# Task objective:
Rewrite only the records from the line that has "Where can the white" through the line that has "point(72, 75)", including the request lines. Multiply every point coordinate in the answers by 0.35 and round to whole numbers, with halves rounded up, but leave the requests and their sample points unchanged.

# Information supplied:
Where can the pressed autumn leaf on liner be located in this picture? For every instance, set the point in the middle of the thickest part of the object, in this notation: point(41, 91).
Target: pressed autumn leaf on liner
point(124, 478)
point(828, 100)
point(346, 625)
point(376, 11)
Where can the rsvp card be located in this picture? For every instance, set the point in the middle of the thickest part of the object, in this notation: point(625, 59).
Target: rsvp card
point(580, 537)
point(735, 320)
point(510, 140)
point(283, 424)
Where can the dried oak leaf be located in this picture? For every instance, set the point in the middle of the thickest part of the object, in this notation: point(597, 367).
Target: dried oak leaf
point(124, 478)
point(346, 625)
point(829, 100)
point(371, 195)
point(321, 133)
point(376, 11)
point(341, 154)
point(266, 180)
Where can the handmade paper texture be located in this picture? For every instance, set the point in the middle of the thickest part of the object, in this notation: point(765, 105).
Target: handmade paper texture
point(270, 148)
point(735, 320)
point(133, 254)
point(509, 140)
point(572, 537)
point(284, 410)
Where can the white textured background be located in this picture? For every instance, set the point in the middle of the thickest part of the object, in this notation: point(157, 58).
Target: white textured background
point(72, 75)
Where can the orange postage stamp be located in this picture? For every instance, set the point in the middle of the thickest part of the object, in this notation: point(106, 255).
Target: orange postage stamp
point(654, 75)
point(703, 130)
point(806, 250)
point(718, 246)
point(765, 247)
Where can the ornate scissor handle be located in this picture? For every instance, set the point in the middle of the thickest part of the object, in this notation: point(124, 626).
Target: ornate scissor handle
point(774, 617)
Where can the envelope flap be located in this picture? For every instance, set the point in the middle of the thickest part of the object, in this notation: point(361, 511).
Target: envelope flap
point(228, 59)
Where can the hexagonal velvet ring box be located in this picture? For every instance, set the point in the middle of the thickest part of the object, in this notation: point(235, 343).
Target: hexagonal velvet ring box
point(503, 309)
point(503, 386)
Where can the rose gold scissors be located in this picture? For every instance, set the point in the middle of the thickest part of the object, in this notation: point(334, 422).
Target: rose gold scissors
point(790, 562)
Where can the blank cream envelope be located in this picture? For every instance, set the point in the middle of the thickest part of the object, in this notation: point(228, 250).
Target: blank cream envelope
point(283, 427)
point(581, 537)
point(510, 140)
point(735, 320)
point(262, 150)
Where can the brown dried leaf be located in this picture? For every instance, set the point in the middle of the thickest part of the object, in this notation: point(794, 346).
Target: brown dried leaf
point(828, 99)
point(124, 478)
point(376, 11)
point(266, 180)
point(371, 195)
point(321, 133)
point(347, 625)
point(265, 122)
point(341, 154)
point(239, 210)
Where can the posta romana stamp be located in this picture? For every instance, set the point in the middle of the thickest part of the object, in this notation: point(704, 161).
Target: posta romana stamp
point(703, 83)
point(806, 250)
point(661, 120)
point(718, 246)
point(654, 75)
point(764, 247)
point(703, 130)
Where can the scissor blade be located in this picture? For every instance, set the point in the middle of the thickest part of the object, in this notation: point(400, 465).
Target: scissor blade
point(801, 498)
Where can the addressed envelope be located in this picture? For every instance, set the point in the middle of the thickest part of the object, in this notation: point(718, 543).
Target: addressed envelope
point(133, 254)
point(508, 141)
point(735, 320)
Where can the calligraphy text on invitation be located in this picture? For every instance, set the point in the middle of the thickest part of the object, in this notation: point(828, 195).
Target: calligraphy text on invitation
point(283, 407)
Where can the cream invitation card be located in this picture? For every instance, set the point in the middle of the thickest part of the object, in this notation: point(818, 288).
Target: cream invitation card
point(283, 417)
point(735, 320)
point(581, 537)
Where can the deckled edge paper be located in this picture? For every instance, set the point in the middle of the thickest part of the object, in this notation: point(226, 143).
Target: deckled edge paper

# Answer for this exercise:
Where can the white textured background be located in this picture? For every instance, set the point in the middle of the thickest part of the object, in this notation: point(157, 58).
Target: white textured background
point(25, 26)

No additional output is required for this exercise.